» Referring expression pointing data
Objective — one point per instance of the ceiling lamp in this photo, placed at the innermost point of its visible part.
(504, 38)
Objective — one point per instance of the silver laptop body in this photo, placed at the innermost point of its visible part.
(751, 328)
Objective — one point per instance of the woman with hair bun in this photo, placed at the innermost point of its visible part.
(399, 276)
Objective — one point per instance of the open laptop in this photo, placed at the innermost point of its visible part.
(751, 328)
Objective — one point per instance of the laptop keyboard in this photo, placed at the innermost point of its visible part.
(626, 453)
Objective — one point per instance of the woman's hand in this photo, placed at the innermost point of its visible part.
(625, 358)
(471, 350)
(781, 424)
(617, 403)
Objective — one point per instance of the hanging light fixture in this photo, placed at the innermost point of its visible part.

» Work item
Print exactly the line containing "Objective — one point per instance of the woman's" and every line after it through the end of the records above, and nothing else.

» Answer
Objective — one point per instance of the woman's hand in this photo, placed at the innermost point of its visible part.
(625, 358)
(471, 350)
(781, 424)
(617, 403)
Objective — one point per instance of the hanging light fixture in this photo, placed at the innermost point of its visible part.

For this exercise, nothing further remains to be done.